-- START OF Working data --
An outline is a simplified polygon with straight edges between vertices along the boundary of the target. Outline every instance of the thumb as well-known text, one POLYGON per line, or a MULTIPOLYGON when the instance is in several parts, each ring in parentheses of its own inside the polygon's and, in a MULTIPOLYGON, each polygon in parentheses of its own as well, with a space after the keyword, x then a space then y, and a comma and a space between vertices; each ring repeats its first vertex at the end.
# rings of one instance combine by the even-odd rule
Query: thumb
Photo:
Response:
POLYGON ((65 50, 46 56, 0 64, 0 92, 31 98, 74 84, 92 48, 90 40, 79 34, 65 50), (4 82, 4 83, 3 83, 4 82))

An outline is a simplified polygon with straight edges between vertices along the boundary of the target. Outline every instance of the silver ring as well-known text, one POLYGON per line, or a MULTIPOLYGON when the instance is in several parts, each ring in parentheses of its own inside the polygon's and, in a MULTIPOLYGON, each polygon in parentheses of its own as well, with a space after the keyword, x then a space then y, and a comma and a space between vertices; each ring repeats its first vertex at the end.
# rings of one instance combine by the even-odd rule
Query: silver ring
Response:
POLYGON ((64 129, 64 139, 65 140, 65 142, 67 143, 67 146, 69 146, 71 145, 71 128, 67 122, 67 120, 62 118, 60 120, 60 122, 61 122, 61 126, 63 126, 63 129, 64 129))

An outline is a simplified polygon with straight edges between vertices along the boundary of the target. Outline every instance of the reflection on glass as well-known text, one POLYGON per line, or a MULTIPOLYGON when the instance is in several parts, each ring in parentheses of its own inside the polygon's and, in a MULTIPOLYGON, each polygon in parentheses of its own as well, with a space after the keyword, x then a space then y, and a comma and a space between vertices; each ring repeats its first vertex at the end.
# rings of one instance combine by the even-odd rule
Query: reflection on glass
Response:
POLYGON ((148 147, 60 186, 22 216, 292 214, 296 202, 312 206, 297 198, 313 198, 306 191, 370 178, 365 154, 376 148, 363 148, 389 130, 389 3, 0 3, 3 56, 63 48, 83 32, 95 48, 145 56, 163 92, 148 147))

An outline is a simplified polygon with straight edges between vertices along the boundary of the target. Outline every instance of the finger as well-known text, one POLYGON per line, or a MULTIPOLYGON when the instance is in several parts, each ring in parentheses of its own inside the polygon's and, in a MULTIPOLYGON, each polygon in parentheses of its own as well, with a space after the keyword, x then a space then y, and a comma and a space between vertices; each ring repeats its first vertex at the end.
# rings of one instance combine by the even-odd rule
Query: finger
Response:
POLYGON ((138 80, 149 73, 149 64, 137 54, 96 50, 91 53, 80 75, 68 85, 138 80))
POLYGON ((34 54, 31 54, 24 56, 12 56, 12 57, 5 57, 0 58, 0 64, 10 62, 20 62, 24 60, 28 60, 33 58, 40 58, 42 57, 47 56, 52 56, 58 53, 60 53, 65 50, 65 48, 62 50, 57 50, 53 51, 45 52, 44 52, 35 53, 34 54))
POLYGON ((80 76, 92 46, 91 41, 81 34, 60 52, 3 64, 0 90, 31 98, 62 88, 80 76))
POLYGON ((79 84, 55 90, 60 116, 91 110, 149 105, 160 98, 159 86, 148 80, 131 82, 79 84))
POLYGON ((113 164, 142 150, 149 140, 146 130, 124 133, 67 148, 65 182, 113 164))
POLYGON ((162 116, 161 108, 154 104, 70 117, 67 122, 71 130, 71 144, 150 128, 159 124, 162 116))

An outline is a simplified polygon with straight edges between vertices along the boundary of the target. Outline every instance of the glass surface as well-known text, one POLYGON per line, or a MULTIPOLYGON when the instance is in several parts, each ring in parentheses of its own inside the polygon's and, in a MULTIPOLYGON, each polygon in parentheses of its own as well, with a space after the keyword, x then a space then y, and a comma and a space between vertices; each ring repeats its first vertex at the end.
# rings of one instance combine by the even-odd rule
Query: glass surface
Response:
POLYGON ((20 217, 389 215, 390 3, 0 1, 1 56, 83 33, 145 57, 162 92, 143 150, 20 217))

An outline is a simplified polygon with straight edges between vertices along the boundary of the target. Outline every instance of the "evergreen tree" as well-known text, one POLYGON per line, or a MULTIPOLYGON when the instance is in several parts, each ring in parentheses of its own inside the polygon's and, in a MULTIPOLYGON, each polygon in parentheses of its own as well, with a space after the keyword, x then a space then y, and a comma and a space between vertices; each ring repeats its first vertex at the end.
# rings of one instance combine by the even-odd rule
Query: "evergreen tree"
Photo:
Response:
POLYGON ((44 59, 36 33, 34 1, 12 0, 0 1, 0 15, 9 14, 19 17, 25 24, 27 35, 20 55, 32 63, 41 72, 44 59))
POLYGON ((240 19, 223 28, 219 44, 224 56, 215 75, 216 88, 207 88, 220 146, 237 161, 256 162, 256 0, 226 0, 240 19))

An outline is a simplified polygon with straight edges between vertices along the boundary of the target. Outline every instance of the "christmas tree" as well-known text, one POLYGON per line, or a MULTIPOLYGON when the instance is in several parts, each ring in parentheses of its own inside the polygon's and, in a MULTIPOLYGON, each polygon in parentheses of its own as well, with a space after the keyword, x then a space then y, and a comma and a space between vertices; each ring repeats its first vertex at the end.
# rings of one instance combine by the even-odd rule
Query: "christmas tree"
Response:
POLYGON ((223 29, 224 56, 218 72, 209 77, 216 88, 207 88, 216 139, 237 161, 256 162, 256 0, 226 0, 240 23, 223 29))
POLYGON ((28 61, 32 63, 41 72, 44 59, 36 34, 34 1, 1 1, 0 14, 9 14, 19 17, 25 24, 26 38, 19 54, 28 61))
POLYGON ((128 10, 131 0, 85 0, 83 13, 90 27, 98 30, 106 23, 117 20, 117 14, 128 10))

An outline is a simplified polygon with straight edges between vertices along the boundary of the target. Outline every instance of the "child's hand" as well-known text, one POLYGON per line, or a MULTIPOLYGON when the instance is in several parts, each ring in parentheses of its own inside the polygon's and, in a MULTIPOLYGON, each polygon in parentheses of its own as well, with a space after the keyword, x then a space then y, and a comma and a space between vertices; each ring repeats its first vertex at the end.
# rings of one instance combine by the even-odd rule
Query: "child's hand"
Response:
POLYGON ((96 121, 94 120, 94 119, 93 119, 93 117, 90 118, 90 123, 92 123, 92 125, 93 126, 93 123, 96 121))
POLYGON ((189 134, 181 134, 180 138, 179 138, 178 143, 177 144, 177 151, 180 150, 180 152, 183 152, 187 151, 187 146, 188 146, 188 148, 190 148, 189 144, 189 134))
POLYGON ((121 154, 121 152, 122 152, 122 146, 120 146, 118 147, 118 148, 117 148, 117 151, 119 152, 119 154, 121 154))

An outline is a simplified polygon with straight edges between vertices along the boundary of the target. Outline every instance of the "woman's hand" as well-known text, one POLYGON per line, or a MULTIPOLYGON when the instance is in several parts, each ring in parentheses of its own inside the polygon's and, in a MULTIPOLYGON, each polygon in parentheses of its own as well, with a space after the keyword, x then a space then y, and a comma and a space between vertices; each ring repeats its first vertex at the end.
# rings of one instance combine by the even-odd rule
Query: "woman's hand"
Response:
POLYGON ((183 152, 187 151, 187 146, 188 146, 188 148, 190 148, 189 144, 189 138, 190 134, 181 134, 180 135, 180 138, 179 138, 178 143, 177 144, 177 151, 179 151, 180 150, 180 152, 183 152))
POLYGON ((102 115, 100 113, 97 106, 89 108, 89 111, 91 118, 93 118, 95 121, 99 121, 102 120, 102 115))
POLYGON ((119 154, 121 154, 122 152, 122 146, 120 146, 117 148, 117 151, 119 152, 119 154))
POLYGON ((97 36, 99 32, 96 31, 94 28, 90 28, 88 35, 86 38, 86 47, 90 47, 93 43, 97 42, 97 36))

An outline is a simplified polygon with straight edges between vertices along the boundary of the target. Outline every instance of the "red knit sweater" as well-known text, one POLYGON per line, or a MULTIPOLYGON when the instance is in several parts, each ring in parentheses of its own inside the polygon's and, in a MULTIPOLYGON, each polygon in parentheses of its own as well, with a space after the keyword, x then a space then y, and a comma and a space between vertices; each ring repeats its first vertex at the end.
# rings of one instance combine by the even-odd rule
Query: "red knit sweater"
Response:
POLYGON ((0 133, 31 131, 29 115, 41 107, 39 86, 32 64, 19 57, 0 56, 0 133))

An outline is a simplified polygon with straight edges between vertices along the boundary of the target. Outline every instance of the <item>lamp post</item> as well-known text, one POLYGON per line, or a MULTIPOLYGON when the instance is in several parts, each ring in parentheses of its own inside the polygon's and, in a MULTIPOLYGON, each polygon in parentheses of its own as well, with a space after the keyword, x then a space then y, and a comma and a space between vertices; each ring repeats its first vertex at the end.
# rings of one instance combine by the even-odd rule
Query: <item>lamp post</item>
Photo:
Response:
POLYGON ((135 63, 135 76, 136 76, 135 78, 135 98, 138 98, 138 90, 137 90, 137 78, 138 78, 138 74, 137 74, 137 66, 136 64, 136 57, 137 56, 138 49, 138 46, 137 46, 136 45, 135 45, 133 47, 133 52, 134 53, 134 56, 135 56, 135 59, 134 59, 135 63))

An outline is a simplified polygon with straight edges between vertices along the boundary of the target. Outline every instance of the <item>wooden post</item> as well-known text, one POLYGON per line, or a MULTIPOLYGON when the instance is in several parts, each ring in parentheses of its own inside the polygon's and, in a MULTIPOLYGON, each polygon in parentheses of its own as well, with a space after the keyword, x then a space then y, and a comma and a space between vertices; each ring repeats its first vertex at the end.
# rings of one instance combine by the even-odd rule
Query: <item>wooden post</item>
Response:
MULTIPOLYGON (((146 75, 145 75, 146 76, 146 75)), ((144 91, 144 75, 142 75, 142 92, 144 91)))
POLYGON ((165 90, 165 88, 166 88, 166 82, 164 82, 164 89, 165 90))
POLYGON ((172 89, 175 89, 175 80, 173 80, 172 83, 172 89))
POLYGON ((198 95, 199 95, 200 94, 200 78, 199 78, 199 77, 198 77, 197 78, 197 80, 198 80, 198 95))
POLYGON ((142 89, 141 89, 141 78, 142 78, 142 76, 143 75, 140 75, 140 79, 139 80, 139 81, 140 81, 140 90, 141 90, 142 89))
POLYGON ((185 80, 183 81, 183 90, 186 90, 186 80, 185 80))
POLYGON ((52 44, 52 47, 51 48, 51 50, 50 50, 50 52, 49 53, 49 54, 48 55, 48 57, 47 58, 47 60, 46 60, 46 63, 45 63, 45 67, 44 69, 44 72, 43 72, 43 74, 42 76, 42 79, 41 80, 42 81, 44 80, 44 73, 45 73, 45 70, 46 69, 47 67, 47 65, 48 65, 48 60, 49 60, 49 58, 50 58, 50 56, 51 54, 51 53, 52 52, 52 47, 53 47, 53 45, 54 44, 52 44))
-- END OF Working data --
Turn the lines above into a numbered list, starting at the line that contains "of the <item>wooden" and stopping after the line that contains "MULTIPOLYGON (((146 75, 145", both included. Leave out any blank lines.

1. An outline is a simplified polygon with straight edges between vertices along the boundary of the target. Outline every instance of the <item>wooden post</item> as well-known text, one POLYGON per line, or a MULTIPOLYGON when the instance is in several parts, each ring in parentheses of its own inside the polygon's and, in a MULTIPOLYGON, each polygon in parentheses of its own as well, with a space after the keyword, x then a space then y, and a comma and a space between vertices; each ring repeats its first vertex at the end.
2. # rings of one instance combine by the even-odd rule
3. Query: <item>wooden post</item>
4. Response:
5. MULTIPOLYGON (((146 75, 145 75, 146 76, 146 75)), ((144 91, 144 75, 142 75, 142 92, 144 91)))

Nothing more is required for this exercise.